--- Objective ---
Collect every line of the records below that contains the word "spike", and copy each one out in full.

--- Given information ---
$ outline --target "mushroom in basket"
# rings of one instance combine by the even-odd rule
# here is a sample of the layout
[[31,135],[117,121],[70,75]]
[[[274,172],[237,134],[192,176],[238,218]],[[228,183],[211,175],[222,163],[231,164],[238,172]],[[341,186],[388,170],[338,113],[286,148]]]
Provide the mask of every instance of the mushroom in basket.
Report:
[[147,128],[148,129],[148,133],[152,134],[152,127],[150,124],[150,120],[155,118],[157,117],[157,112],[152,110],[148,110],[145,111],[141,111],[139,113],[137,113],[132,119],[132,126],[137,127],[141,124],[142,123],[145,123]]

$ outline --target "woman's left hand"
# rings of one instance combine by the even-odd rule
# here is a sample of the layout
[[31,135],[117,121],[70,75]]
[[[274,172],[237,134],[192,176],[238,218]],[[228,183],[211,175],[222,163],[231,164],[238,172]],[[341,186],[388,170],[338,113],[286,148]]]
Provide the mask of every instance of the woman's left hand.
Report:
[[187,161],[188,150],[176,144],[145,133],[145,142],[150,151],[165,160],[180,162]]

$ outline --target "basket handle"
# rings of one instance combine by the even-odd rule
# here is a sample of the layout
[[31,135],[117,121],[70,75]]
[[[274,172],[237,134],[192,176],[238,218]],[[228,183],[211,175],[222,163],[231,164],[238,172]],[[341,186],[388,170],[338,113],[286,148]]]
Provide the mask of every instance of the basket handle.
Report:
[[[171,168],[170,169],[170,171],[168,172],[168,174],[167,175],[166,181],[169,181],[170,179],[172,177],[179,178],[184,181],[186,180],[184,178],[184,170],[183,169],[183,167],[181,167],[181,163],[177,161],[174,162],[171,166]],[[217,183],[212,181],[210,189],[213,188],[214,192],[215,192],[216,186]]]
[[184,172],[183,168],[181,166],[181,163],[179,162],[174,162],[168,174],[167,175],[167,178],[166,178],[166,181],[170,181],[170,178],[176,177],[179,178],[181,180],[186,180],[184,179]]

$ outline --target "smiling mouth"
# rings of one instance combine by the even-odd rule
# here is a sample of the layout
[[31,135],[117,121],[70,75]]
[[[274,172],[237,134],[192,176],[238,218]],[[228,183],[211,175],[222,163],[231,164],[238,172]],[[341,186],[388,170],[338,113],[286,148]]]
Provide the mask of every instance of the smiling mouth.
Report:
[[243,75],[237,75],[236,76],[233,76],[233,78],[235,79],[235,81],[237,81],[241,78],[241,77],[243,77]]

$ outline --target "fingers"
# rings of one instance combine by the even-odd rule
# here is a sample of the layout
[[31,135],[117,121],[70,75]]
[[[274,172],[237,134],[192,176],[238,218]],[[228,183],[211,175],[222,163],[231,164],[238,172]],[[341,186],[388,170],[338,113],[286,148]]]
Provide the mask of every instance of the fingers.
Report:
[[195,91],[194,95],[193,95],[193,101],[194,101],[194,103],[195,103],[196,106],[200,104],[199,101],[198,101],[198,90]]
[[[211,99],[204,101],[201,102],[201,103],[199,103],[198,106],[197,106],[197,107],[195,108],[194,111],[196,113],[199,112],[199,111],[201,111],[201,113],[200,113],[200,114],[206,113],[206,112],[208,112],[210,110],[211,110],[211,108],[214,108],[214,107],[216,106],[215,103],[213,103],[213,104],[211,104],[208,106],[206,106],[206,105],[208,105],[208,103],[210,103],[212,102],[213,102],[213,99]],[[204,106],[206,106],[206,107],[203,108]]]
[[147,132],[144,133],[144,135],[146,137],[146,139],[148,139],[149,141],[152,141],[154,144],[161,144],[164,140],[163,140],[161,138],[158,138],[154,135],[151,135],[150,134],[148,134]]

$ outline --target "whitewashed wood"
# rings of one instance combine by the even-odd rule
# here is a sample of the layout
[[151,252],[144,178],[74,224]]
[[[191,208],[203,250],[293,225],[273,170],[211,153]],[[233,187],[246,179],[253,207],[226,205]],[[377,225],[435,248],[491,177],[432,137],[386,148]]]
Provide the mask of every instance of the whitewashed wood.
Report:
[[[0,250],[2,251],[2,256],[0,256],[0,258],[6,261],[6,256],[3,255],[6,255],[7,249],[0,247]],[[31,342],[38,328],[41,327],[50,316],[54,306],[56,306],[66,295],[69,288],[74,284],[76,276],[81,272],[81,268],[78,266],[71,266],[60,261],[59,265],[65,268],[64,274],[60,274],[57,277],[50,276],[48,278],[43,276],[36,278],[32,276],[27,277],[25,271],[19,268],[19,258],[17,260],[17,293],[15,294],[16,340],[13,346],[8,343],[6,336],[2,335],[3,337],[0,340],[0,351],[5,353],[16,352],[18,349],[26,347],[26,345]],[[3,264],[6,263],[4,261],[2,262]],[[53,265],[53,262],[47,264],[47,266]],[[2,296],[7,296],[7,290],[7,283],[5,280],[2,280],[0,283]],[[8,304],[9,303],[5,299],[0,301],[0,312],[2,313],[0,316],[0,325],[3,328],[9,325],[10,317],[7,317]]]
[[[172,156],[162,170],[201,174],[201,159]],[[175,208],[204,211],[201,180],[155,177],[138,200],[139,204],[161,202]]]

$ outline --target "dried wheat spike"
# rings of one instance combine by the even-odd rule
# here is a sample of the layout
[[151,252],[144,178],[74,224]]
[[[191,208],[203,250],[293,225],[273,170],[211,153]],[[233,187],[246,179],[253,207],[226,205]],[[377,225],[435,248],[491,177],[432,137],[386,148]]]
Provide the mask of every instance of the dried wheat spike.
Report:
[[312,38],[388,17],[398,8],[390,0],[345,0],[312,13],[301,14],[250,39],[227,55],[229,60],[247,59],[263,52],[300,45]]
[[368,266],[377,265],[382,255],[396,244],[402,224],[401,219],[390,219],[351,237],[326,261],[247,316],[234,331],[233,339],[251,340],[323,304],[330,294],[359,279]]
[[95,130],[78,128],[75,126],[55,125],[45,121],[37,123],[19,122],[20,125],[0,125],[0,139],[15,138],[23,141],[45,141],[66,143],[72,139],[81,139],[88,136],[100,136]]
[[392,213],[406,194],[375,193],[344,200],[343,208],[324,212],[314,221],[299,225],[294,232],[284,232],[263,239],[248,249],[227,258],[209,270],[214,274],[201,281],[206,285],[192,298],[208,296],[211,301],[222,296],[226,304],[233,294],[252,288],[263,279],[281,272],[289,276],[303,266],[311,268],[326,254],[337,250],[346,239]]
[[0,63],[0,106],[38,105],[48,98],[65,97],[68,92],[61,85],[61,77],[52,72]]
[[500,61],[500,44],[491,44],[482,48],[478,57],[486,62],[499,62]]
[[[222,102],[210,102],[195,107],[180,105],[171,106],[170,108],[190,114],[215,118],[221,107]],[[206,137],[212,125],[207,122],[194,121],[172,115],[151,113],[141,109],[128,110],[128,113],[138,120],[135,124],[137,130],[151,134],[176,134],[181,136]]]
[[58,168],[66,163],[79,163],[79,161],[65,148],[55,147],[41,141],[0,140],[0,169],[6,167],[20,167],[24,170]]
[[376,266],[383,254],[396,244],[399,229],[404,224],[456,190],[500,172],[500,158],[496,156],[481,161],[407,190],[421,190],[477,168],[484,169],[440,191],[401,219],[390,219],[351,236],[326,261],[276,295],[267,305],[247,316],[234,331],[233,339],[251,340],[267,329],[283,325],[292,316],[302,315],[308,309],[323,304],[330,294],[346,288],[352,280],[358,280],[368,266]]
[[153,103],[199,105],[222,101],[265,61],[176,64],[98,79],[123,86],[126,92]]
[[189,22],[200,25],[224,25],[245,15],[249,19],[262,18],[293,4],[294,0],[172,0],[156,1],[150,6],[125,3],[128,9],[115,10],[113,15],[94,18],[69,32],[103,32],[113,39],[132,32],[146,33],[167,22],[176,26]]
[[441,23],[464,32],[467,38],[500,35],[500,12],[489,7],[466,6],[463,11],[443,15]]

--- Exercise answer ---
$ outline --target "dried wheat spike"
Provide the mask of every instance of the dried wheat spike.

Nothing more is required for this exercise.